Задание
Напечатайте целиком и без малейших изменений приведённый ниже рассказ о встрече с Папой Римским.

+++ Текст для чтения +++

Нашей группе обещали, что мы пойдем на аудиенцию к Папе Римскому, но, видимо, что-то не сложилось. И тогда мы с Лялей решили пойти сами в храм Петра и Павла – нам сказали, что как раз завтра Иоанн-Павел Второй будет читать там молитву для всех желающих. Когда мы пришли туда, там уже стояла огромная толпа, но особого ажиотажа не было, и мы как-то без усилий протолкались в первые ряды. И вот вышел Папа со своей свитой, он был отделен от людей только тоненьким барьерчиком. Сразу за первым рядом людей стояли стулья, и все начали на них вставать, чтобы получше разглядеть Папу – и я тоже. Когда он поровнялся со мной, я его первым делом сфотографировала (у меня в то время был только плохонький «Поляроид», к сожалению), а потом возьми и ляпни: «Святой отец, я русская, благословите меня!» И тут Иоанн-Павел остановился, как вкопанный, – я уверена, что всякий другой человек ТАКОГО УРОВНЯ прошел бы, не услыхав и не заметив.

+++ Предоставленный материал +++

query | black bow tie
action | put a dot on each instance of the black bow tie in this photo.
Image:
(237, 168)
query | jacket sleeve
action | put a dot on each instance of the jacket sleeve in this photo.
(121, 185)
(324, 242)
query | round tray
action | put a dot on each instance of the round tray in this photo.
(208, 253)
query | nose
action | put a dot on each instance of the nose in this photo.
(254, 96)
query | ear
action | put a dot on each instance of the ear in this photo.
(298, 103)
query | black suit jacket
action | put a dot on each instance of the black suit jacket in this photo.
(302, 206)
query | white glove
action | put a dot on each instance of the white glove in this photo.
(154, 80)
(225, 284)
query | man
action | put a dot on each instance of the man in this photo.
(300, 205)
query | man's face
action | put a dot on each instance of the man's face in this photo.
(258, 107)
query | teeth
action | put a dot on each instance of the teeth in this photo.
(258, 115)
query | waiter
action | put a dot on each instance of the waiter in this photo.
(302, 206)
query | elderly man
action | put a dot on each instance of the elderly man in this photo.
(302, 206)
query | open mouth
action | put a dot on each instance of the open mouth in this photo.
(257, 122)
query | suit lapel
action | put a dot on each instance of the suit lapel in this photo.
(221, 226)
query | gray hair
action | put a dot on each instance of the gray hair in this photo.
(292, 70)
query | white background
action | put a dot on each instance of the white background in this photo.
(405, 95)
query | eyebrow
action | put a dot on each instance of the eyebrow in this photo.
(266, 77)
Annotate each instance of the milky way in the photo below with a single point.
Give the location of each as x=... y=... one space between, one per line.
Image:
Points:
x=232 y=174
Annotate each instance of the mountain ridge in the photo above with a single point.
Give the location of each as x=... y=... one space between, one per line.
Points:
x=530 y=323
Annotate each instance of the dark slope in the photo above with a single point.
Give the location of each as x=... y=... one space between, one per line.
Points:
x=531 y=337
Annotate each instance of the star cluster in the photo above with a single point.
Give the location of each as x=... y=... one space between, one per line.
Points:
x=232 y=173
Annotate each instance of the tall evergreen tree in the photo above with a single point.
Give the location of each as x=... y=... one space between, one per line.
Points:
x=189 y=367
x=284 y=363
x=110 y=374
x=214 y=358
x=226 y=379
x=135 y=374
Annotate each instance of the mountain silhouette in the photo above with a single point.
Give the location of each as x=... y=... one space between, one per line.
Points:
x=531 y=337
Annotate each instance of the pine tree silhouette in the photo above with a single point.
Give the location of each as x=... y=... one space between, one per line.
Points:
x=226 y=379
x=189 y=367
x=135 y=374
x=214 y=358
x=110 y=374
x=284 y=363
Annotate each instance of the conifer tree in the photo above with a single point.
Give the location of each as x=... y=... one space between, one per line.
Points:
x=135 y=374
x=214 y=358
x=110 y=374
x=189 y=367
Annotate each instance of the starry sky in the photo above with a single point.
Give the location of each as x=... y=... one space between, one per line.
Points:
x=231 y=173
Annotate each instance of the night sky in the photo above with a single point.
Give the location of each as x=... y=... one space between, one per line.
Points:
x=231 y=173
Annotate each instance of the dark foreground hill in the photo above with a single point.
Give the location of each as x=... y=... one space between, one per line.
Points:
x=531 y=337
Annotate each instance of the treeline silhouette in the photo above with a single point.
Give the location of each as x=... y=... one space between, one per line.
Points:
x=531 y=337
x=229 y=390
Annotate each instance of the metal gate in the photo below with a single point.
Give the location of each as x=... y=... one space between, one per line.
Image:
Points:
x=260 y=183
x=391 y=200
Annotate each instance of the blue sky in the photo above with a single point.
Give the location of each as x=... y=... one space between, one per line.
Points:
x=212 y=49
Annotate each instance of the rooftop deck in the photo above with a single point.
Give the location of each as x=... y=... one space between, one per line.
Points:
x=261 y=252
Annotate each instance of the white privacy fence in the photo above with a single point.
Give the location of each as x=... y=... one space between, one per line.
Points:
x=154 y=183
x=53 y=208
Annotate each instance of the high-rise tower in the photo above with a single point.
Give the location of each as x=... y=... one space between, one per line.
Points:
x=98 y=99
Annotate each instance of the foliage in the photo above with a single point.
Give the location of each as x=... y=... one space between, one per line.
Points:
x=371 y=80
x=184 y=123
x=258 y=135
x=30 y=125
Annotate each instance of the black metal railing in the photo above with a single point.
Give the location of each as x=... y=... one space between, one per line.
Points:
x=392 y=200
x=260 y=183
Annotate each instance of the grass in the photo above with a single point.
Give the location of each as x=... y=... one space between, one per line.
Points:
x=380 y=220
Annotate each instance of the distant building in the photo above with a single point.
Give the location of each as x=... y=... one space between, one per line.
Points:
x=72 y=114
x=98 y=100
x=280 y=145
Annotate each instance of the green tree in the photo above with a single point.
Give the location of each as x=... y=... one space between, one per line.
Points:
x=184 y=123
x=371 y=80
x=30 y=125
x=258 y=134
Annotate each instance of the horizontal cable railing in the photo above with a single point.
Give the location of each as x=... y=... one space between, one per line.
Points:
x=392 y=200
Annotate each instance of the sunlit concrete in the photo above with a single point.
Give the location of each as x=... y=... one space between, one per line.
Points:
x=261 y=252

+++

Правильный ответ
Нашей группе обещали, что мы пойдем на аудиенцию к Папе Римскому, но, видимо, что-то не сложилось. И тогда мы с Лялей решили пойти сами в храм Петра и Павла – нам сказали, что как раз завтра Иоанн-Павел Второй будет читать там молитву для всех желающих. Когда мы пришли туда, там уже стояла огромная толпа, но особого ажиотажа не было, и мы как-то без усилий протолкались в первые ряды. И вот вышел Папа со своей свитой, он был отделен от людей только тоненьким барьерчиком. Сразу за первым рядом людей стояли стулья, и все начали на них вставать, чтобы получше разглядеть Папу – и я тоже. Когда он поровнялся со мной, я его первым делом сфотографировала (у меня в то время был только плохонький «Поляроид», к сожалению), а потом возьми и ляпни: «Святой отец, я русская, благословите меня!» И тут Иоанн-Павел остановился, как вкопанный, – я уверена, что всякий другой человек ТАКОГО УРОВНЯ прошел бы, не услыхав и не заметив.